I haven’t been able to find any studies that show this. The only studies I could find that investigated the effect of cold on telomere length in mammals are in hibernating rodents and lemurs, but they found the opposite effect: the net effect of spending more time at cold temperatures was either no change, or shortened telomeres, though that can’t necessarily be extrapolated to humans. In the one primate study (lemurs), the authors state:
“Evidence of telomere shortening or “degradation” under environmentally harsh conditions and subsequent telomere elongation has also been documented in non-hibernating mammals and birds (Brown et al. 2022; Criscuolo et al. 2020) and it is consistent with the “metabolic telomere attrition” hypothesis that posits telomere attrition is greatest when individuals undergo harsh energetic constraints (Casagrande and Hau 2019; Power et al. 2023).”
The harsh energetic constraints are the cycling between cold and warm. I’d be interested to know your lecturer’s source of data.
This is a great article on the potential health effects (positive and negative) of cold water immersion (written by well-respected research physiologists), if you’d like to read up on it.
https://physoc.onlinelibrary.wiley.com/doi/full/10.1113/EP086283
ETA: oh hang on I think I found the one the cold plunge gurus are talking about. It’s a study on fetal cord blood. A decrease in ambient temperature (of 1 degree C) was correlated with longer telomeres in the cord blood cells during the first half of gestation. That effect disappeared later in gestation. So this can’t be extrapolated to adult humans doing cold plunges.
I think the pickleball is your best bet!!
Let me find my notes. Maybe I am getting it mixed up. Yes, it was an animal study. I will pm you when I find it. Probably tomorrow
If I can’t, I can reach out to the lecturer.Regardless. I find this all very interesting and it’s relationship to cancer, aging, etc etc.

Extracted data:
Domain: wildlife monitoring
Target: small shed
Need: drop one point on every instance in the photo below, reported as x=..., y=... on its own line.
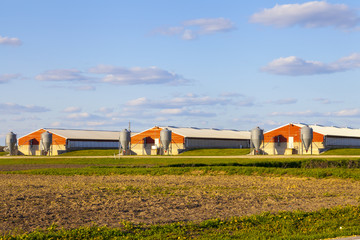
x=286, y=139
x=64, y=140
x=148, y=142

Exercise description:
Answer these questions about the passage on cold exposure and telomeres.
(a) In which animals were the only studies of cold and telomere length in mammals found?
(b) What kind of blood was examined in the study the cold plunge gurus are said to be talking about?
(c) By how much did ambient temperature decrease in that study?

Answer:
(a) Hibernating rodents and lemurs
(b) Fetal cord blood
(c) 1 degree C